REQUIRED WORK
a) In the review of A Prophet, which actor plays Malik El Djebena?
b) Reproduce a passage from the review of A Prophet, beginning at the words "Jacques Audiard's cinema" and stopping after the words "were extremely watchable.".

TEXT SEGMENT
The Stranger
By Julien Allen
A Prophet
Dir. Jacques Audiard, France/Italy, Sony Pictures Classics
One of the first things viewers will inevitably remember from A Prophet is an early sequence in which the film’s young hero, Malik El Djebena (Tahar Rahim) murders a fellow prison inmate, by extracting a concealed razor blade from inside his mouth with his tongue, and slicing open the unsuspecting victim's throat. Notwithstanding the stygian brutality of this scene (from which a residual dread is likely to remain with the viewer throughout the film), A Prophet is ultimately as memorable for the responsibility it assumes, as it is for the savagery it depicts. At a time where an entire sub-genre of popular cinema exists only to invent more repulsive and cruel forms of torture, not once during A Prophet does the horror on the screen feel any less real than that of the chaotic world it succeeds in depicting with moral precision and intellectual honesty. Few will quibble against the consensus since Cannes ’09 that A Prophet is a gripping and exceptionally well-crafted crime film, but whether it represents a substantial step up for its director is more debatable.
Jacques Audiard's cinema does not fit easily into the tapestry being woven by today’s generation of French filmmakers. His father, Michel Audiard, was France’s most celebrated dialoguiste (French commercial cinema traditionally split the roles of the dialogue writer and the scénariste) much of whose output formed part of the infamous “tradition of quality” decried by the New Wave. Whilst Jacques has seemingly inherited none of his father’s brio in that regard, his cinema shares the directness and simplicity of his father’s collaborators, Georges Lautner and Henri Verneuil, directors who between them averaged two crime films a year during the 1960s, none of which would have made a Cannes shortlist and few of which were even sold outside France, but most of which were extremely watchable.

Records from a collection:

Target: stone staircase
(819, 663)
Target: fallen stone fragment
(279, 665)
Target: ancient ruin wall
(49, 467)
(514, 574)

RESULTS
a) Tahar Rahim

b)
Jacques Audiard's cinema does not fit easily into the tapestry being woven by today’s generation of French filmmakers. His father, Michel Audiard, was France’s most celebrated dialoguiste (French commercial cinema traditionally split the roles of the dialogue writer and the scénariste) much of whose output formed part of the infamous “tradition of quality” decried by the New Wave. Whilst Jacques has seemingly inherited none of his father’s brio in that regard, his cinema shares the directness and simplicity of his father’s collaborators, Georges Lautner and Henri Verneuil, directors who between them averaged two crime films a year during the 1960s, none of which would have made a Cannes shortlist and few of which were even sold outside France, but most of which were extremely watchable.